* [Work to do]
**a)** Can you give the mould-cleaning excerpt again from "I tried Selleys" to "of hot water.", replacing "every now and then" with "from time to time"?
**b)** How would you say "Try adding in baking soda to the bleach." in French, as it appears in the excerpt on shower mould?
**c)** Could you carry on the forum thread about shower mould from the point where it stops?

------ Excerpt provided

I found Vinegar does nothing, sprayed it on on older bathroom here (it will be ripped out so didn't care too much about what I was spraying on the finished surfaces) the vinegar didn't do a thing. 
I tried Selleys Rapid Mould Killer, it works very quickly and appeared to get rid of everything, but does need applying every now and then as it comes back, it contains Sodium Hypochlorite.  
I have also tried the 30 seconds outdoor cleaner, this brings the entire shower up like brand new, but again it needs doing every now and then, it also contains Sodium Hypoclorite, and additional stuff, it works really well for brightening dull white clothes as well, they come up like new, only a small amount in a bucket of hot water. 
30 seconds is potent stuff, once I was spraying a fence, using a new pump pack, I didn't check and the hose fitting were not fully attached at the factory, when I pumped it up, the hose blew off, and 30 seconds went on my clothes, within 10 seconds it had completely bleached the blue colour our of the pants to an almost white colour !! 
I would be tending to rip the silicon out and apply a new generation, such as Selleys No mould, I have had this in for a while and no signs of anything yet. 
Previous bathrooms no matter what brand had mould within two years in the shower, you only need to take it out of the shower recess as this is the only spot that really gets affected.  https://www.selleys.com.au/products/...icone-sealant/

----------


## METRIX

> Try adding in baking soda to the bleach.

------------
------ Material

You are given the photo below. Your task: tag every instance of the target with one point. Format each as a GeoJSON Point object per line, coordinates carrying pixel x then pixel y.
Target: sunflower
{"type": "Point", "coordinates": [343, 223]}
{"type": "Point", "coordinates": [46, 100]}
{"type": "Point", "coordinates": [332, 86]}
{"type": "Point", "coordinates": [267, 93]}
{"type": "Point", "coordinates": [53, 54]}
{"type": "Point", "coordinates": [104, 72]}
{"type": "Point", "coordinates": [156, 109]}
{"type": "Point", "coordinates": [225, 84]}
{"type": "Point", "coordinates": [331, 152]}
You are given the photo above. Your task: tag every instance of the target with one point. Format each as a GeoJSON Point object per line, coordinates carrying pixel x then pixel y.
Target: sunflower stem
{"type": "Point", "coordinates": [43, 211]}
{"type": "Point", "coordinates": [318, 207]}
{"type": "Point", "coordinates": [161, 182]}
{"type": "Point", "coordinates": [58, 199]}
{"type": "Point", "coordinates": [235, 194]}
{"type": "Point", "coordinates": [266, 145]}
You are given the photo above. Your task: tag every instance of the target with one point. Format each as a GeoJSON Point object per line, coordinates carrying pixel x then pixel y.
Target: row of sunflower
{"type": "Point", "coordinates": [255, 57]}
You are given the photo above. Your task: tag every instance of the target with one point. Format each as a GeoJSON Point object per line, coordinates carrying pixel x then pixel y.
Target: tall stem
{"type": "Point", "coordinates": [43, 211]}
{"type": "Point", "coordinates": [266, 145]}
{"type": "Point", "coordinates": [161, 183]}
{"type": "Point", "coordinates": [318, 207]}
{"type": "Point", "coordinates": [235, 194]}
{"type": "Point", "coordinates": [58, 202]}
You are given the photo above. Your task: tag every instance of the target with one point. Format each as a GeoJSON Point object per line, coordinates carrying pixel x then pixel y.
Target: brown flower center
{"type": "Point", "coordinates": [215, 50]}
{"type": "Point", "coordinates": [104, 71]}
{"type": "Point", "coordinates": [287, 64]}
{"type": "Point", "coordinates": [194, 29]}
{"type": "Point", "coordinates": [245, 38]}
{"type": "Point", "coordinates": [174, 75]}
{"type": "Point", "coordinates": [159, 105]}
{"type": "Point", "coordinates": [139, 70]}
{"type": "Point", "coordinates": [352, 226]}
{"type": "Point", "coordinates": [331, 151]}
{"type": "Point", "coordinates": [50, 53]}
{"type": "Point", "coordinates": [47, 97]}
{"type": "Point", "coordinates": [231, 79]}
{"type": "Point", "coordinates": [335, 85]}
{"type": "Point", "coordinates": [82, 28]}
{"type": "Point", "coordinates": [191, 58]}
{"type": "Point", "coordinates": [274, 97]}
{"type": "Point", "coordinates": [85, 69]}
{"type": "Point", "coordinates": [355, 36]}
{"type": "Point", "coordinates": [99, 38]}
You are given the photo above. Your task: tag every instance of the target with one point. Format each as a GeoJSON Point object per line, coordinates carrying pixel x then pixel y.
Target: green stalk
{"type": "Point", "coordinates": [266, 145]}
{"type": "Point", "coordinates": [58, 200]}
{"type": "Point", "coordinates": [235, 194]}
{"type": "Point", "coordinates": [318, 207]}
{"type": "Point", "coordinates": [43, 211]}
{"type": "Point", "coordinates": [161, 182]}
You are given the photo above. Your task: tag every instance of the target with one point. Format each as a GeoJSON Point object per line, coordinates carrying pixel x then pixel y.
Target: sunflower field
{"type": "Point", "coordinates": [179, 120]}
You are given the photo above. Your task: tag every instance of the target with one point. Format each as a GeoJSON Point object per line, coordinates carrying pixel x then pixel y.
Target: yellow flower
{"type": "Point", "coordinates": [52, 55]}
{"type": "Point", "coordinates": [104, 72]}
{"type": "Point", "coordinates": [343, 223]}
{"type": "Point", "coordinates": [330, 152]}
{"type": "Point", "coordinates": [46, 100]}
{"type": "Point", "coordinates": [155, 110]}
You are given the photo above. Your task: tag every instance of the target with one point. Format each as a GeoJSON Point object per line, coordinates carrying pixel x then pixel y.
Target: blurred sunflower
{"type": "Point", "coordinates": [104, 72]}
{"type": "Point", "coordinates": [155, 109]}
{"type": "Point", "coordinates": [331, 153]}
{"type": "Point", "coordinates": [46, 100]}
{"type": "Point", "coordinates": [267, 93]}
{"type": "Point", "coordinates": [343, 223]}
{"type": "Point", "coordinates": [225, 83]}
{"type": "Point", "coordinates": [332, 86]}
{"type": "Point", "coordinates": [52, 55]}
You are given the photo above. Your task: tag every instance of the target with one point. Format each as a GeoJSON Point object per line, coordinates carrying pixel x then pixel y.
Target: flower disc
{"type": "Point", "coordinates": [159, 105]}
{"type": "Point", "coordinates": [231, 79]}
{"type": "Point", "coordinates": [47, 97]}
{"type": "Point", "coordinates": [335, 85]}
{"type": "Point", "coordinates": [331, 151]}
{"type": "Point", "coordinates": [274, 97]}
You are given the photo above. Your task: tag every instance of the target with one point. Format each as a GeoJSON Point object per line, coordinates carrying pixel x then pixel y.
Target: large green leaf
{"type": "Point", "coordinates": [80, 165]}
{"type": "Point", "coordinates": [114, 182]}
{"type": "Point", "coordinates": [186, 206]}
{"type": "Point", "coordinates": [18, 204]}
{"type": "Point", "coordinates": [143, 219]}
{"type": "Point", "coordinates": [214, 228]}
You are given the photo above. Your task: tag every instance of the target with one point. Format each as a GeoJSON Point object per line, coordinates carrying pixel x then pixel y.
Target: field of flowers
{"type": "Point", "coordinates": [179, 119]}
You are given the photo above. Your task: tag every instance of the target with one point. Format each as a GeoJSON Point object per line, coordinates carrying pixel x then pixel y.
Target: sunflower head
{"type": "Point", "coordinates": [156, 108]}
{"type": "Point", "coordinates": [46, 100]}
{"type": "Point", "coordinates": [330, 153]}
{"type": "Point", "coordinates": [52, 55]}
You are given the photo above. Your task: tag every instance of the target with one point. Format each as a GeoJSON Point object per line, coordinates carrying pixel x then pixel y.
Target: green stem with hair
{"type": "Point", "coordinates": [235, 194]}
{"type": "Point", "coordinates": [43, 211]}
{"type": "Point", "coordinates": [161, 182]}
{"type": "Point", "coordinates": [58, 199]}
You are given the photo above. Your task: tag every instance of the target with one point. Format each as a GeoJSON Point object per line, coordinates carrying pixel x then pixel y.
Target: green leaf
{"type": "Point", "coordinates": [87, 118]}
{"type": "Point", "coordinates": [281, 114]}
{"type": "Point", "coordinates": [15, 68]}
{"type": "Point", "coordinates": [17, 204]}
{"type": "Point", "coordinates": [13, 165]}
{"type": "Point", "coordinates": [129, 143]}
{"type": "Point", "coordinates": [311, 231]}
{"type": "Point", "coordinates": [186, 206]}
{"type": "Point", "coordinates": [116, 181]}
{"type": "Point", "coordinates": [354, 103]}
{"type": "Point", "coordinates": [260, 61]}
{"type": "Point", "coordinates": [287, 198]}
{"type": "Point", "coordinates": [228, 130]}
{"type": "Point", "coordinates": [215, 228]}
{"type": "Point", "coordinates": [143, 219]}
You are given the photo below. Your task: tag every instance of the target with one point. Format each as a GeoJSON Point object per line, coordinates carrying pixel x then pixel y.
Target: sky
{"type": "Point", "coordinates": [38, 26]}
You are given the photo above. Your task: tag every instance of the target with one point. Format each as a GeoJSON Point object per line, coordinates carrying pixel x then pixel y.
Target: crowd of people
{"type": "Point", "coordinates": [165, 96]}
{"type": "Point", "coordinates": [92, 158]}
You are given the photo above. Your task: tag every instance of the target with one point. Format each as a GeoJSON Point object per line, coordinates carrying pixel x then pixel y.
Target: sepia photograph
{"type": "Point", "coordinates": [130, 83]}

------------

* [Outputs in order]
**a)**
I tried Selleys Rapid Mould Killer, it works very quickly and appeared to get rid of everything, but does need applying from time to time as it comes back, it contains Sodium Hypochlorite.  
I have also tried the 30 seconds outdoor cleaner, this brings the entire shower up like brand new, but again it needs doing from time to time, it also contains Sodium Hypoclorite, and additional stuff, it works really well for brightening dull white clothes as well, they come up like new, only a small amount in a bucket of hot water.

**b)** Essayez d'ajouter du bicarbonate de soude à l'eau de Javel.

**c)**
> ...I like Reno's idea of soaked tissues.   https://www.essentialhomeandgarden.c...ly-and-easily/   Put some baking soda in your bowl and slowly add small amounts of bleach until you have a paste-like substance (make more than you need, you don’t want to run out and this is cheap stuff)Grab the paint brush and use it to apply the paste to the moldUse the plastic wrap to cover the paste on the mold – this may be a bit difficult depending on the location – just do what you canLeave it to sit for at least 1 – 2 hoursRemove the plastic covering and clean off the paste (which may have dried out). If your mold is gone then you are done. If the mold is still there then start again

  Baking soda and hydrogen Peroxide works a treat on stone benchtops to remove stubborn stains, I haven't found a stain it can't remove, even turmeric came straight out.

----------


## Bart1080

> I would be tending to rip the silicon out and apply a new generation, such as Selleys No mould, I have had this in for a while and no signs of anything yet. 
> Previous bathrooms no matter what brand had mould within two years in the shower, you only need to take it out of the shower recess as this is the only spot that really gets affected.  https://www.selleys.com.au/products/...icone-sealant/

   :2thumbsup: ....similar experience as it has mold inhibitors.  Not zero maint proof but generally last years longer before issues occur.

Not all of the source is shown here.